• **BRIEF**:
Which lines of the data below hold "white"? Copy each of them.

• **Stored entries**:
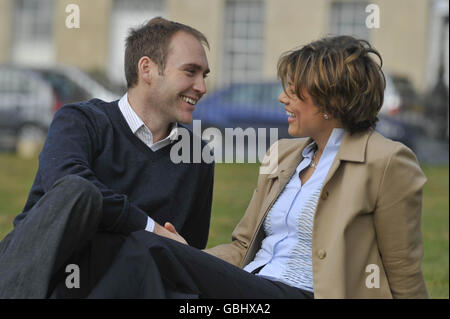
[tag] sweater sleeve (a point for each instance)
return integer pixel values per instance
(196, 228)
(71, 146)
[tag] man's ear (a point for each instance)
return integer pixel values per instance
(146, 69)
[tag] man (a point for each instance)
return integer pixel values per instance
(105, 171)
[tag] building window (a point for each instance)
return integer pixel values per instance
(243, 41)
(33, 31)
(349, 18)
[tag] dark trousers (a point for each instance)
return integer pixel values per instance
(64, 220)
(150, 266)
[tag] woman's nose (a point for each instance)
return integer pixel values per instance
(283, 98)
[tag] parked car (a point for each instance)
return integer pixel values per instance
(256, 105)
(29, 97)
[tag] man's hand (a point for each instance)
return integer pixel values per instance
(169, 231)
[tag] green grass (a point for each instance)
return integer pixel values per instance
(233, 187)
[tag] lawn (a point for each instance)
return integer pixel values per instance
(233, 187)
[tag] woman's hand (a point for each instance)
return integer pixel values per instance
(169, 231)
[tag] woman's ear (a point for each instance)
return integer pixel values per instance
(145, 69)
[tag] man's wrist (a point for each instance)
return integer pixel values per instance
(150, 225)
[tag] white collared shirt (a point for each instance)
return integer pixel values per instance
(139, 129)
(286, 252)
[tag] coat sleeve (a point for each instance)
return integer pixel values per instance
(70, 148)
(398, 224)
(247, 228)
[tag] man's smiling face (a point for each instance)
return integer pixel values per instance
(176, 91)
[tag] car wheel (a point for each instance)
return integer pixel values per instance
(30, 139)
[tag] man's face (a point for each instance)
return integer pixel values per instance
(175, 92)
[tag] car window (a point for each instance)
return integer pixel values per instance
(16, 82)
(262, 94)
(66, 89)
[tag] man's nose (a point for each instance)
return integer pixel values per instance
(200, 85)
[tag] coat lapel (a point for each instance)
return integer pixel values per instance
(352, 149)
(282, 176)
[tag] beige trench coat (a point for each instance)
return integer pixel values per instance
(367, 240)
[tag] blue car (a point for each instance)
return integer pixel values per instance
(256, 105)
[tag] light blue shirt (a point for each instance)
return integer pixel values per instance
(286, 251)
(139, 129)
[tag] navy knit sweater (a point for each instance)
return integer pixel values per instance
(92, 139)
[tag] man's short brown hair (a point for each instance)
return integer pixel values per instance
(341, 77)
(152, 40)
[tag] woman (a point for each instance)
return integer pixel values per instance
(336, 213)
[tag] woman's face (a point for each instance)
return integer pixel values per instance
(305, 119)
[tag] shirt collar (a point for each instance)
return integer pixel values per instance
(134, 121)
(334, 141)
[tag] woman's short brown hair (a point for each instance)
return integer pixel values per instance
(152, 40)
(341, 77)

---

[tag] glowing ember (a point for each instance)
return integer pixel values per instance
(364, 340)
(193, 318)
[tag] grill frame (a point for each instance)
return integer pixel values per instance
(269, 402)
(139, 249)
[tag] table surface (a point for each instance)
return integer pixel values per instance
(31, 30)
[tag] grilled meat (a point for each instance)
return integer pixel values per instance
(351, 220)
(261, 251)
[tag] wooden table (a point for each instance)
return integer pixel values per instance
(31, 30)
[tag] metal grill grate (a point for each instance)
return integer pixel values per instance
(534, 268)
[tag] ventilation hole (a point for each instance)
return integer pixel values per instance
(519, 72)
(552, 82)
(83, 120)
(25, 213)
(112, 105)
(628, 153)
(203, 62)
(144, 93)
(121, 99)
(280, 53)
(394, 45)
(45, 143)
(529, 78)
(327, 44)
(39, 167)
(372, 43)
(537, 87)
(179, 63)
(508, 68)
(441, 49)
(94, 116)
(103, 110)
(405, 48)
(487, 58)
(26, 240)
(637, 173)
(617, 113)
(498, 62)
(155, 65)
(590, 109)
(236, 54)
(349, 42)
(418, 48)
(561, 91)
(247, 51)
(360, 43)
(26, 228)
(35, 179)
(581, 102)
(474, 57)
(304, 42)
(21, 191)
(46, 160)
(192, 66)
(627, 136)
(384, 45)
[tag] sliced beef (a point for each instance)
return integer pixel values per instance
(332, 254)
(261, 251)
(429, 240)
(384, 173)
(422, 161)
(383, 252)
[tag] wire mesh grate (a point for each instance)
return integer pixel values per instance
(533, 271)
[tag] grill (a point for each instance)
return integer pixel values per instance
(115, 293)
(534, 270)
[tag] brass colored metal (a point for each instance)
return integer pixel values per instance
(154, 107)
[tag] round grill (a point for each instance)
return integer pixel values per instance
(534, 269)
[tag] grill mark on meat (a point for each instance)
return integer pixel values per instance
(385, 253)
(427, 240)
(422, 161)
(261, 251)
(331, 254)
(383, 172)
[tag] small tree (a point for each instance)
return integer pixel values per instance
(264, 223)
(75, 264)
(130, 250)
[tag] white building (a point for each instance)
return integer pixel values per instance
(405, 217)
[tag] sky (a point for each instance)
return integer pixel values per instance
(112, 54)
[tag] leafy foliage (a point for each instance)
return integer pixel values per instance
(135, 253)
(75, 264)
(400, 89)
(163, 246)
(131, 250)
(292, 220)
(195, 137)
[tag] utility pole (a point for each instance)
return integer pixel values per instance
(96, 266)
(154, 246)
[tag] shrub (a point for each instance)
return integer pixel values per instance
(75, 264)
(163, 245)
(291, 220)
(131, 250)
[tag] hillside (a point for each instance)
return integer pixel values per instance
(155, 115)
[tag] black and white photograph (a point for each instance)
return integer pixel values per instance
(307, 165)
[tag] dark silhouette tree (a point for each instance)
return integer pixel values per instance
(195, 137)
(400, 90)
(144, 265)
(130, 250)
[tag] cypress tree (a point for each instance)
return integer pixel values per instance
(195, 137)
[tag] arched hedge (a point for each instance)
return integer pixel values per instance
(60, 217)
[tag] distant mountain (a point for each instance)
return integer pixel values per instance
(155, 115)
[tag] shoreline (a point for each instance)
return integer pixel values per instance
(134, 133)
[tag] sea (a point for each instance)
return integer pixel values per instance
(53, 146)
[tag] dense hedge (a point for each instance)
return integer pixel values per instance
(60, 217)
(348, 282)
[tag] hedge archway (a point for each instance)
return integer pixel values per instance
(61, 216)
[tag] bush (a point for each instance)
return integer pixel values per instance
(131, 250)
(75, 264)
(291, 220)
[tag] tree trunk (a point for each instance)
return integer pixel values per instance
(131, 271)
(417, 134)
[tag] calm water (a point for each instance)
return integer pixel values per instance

• **TASK RESULT**:
[tag] white collared shirt (a point for each instance)
[tag] white building (a point for each instance)
[tag] black and white photograph (a point for each instance)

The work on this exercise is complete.